EXTRACT PROVIDED.
1885–1918
- Seats: 1
- Created from: Queen's County
- Replaced by: Queen's County

= Queen's County Ossory =

Former parliamentary constituency in the United Kingdom

Ossory, a division of Queen's County, was a constituency in Ireland, returning one Member of Parliament to the United Kingdom House of Commons from 1885 to 1918.

==Boundaries==
Prior to the 1885 general election and after the dissolution of Parliament in 1918 the area was part of the Queen's County constituency.

This constituency comprised the western part of Queen's County (renamed as County Laois in 1920).

The Redistribution of Seats Act 1885 defined the division as including the baronies of Clandonagh, Clarmallagh, Maryborough West, Tinnahinch, and Upper Woods, and that part of the barony of Portnahinch contained within the parish of Ardea.

==Members of Parliament==

| Election | MP | Party |  | Notes |
| 1885 | Arthur O'Connor |  | Irish Parliamentary |  |
| 1886 b | Stephen O'Mara |  | Irish Parliamentary | O'Connor sits for East Donegal |
| 1886 | William Archibald Macdonald |  | Irish Parliamentary |  |
| 1892 | Eugene Crean |  | Irish National Federation |  |
1895
| 1900 | William Delany |  | Irish Parliamentary |  |
| 1906 |  |
| Jan. 1910 |  |
| Dec. 1910 |  |
| 1916 b | John Lalor Fitzpatrick |  | Irish Parliamentary | Death of Delany |
| 1918 | Constituency merged into Queen's County |  |  |  |

==Elections==

===Elections in the 1880s===

1885 general election: Ossory
| Party |  | Candidate | Votes | % | ±% |
|---|---|---|---|---|---|
|  | Irish Parliamentary | Arthur O'Connor | 3,959 | 93.1 |  |
|  | Irish Conservative | Richard Caldbeck | 293 | 6.9 |  |
| Majority |  |  | 3,666 | 86.2 |  |
| Turnout |  |  | 4,252 | 75.7 |  |
| Registered electors |  |  | 5,617 |  |  |
|  | Irish Parliamentary win (new seat) |  |  |  |  |

O'Connor is also elected MP for East Donegal and opts to sit there, causing a by-election.

GOAL 1.
In the Ossory article, recast the paragraph beginning "The Redistribution of Seats Act 1885" as a short bulleted list, keeping its main facts.
GOAL 2.
Please reproduce the stretch of the Ossory article from "Ossory, a division" through "parish of Ardea.".
Use only the Ossory article to complete these tasks.

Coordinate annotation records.

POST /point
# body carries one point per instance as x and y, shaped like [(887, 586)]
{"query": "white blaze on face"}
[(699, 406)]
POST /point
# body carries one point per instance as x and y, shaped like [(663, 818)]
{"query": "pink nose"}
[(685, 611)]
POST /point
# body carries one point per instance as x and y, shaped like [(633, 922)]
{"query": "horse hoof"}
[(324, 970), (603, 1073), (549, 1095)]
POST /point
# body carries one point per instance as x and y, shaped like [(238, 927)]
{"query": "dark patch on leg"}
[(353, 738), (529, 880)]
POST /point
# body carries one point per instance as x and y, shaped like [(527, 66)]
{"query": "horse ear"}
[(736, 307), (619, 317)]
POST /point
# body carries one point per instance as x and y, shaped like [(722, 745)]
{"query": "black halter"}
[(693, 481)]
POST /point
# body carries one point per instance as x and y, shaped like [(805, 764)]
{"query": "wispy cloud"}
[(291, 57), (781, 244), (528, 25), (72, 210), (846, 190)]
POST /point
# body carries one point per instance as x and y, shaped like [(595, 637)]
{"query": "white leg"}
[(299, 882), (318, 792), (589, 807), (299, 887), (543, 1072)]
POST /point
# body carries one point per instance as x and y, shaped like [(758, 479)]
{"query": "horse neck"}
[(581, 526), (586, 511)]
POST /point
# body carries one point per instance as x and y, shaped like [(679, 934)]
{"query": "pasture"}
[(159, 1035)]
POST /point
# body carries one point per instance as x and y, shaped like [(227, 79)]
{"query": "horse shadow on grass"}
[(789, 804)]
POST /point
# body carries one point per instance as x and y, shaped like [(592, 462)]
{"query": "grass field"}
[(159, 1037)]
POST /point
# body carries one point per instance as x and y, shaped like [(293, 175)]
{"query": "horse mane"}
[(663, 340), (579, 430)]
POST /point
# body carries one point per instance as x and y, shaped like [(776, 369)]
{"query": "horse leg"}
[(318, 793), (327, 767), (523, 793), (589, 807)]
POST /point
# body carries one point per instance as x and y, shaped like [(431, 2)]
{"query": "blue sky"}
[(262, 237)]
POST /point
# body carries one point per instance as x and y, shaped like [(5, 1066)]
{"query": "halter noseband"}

FINAL RESULT 1.
Under the Redistribution of Seats Act 1885, the division included:
- the barony of Clandonagh
- the barony of Clarmallagh
- the barony of Maryborough West
- the barony of Tinnahinch
- the barony of Upper Woods
- the part of the barony of Portnahinch within the parish of Ardea

FINAL RESULT 2.
Ossory, a division of Queen's County, was a constituency in Ireland, returning one Member of Parliament to the United Kingdom House of Commons from 1885 to 1918.

==Boundaries==
Prior to the 1885 general election and after the dissolution of Parliament in 1918 the area was part of the Queen's County constituency.

This constituency comprised the western part of Queen's County (renamed as County Laois in 1920).

The Redistribution of Seats Act 1885 defined the division as including the baronies of Clandonagh, Clarmallagh, Maryborough West, Tinnahinch, and Upper Woods, and that part of the barony of Portnahinch contained within the parish of Ardea.